Bir
gün… bir gün bir şey… bir gün bir hayat kaybedersin; bir nefes, bir bakış, bir anı, bir fotoğraf. Senden o gün bir şey
gider, sonra çok şey; Ve o kadar çok ki
ölümüz. Endişelenme! duydum seni de. Hayır, öyle sandın. Peki, sandımsa, gerçek
neydi? Gerçek, seni duyduğum kadar, senin beni duymadığındır.
Sen;
“Mustafa Kemalin askeri”,
liberalim, cemaatçim, beyaz
Türküm; şöyle dürüstsün, böyle şahanesin,
sadece gerçeğin peşindesin diye diye dolandın…durdun da...bir kerecik
olsun baktın mı yere göğe sığdıramadığın gerçeğe, ne olduğuna.
Gerçek,
bizi birbirimizden ayıran; darbelerin, katliamların, Soma’ların, fukaralığın
getirdiği acıların aramıza girdiği “eskiden yoktu Kürt, Türk, Alevi güzel,
güzel yaşıyorduk” dediğin, koca bir hayatın varlığıdır. Daha
ne olsun!
Satre’nın
yazdığı “Başkaları,
cehennemdir”i yaratmış ulus devlet yönetenlerinin doğuştan fişleyerek
ötekileştirdiği o hayatta; çocukluk; Maraş katliamı ertesi evin duvarlarında
kırmızı (x) işareti arayan babalı,
Ramazanda kapalı perdeler ardındaki sofrada annenin “çabuk yiyin” korku komutlu, şivenizle alay edildiğinden
teneffüslerde bir başına oturulan tahta sıralıdır.
Makbulün Türk, Sünni, seküler
olduğunu bilmediğinizden “neden, niye”li çocukluğu izleyen; “sakın! Aleviyim
deme, hele Kürdüm hiç “ tembihli gençlik; kampüse toplu çıkışlar, Auschwitz’e çevrilmiş
Diyarbakır, Mamak cezaevleri. İşkence gören, öldürülen, asılan o güzel, o
parlak gözlü yoldaşlar. Çokça da çaresizliğiniz, tek başınalığınızdır.

İşlenecek Kayıtlar
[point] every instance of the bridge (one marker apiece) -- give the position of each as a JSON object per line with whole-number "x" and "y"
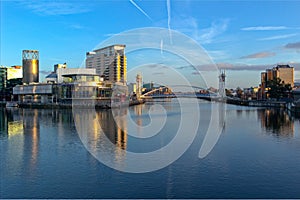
{"x": 167, "y": 92}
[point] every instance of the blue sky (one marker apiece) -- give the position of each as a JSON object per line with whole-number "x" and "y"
{"x": 245, "y": 37}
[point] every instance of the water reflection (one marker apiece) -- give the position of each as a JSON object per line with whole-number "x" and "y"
{"x": 277, "y": 122}
{"x": 103, "y": 132}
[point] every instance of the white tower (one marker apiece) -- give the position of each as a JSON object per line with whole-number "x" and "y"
{"x": 222, "y": 76}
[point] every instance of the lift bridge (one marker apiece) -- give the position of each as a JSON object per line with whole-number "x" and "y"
{"x": 169, "y": 92}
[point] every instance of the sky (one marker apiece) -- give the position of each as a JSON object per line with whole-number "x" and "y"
{"x": 193, "y": 37}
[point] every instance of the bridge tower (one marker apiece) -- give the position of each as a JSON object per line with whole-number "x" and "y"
{"x": 222, "y": 76}
{"x": 139, "y": 85}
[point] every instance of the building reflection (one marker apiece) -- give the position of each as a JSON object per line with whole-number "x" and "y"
{"x": 11, "y": 122}
{"x": 31, "y": 130}
{"x": 103, "y": 131}
{"x": 114, "y": 124}
{"x": 277, "y": 122}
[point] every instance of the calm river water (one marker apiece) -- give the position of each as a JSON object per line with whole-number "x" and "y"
{"x": 256, "y": 156}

Görevler
- 1) Kayıtlarda "[point] every instance of the lift" ifadesinin geçtiği satırdan başlayarak kayıtların son satırına kadar olan bütün satırları aynen aktarın.
- 2) Ötekileştirme üzerine yazılmış metni, son cümlesinden sonra gelecek biçimde sürdürün.

Alıştırma Cevapları
- 1)
[point] every instance of the lift bridge (one marker apiece) -- give the position of each as a JSON object per line with whole-number "x" and "y"
{"x": 169, "y": 92}
[point] every instance of the sky (one marker apiece) -- give the position of each as a JSON object per line with whole-number "x" and "y"
{"x": 193, "y": 37}
[point] every instance of the bridge tower (one marker apiece) -- give the position of each as a JSON object per line with whole-number "x" and "y"
{"x": 222, "y": 76}
{"x": 139, "y": 85}
[point] every instance of the building reflection (one marker apiece) -- give the position of each as a JSON object per line with whole-number "x" and "y"
{"x": 11, "y": 122}
{"x": 31, "y": 130}
{"x": 103, "y": 131}
{"x": 114, "y": 124}
{"x": 277, "y": 122}
[point] every instance of the calm river water (one marker apiece) -- give the position of each as a JSON object per line with whole-number "x" and "y"
{"x": 256, "y": 156}

- 2)
Dahası
devrimcileri, mütedeyyinleri, gayri Müslimleri, …, …, emekçileri de
kavurdukları cehennemi daimi yapmaya yeminlilerin; köy meydanında, hapiste
“Türksün”, “Türkçe konuş”la döven,
“teröristsin“le öldüren tekçiliğine,
linçine dayanamayan, dağa vuran Kürtler.
Yıllar önce Yeşilyurt’ta
Yüzbaşı köylülere insan dışkısı yedirdiğinde bitmiş insanlığı, “bölücü, hain”
Kürtlere hak gördüğünden sana göre elbette; yoktu devlet terörü, yoktu adaletsizlik. Ülkenin
gerçek sahibi yapıldığından baskı, zulümle karşılaşmayan bir ırkın mensubu sen;
özgür dünyana 500, 1000 km uzaktaki Kürtlere yapılanları önemsiz
bulduğundan elbette “güzel, güzel”
de yaşıyordun.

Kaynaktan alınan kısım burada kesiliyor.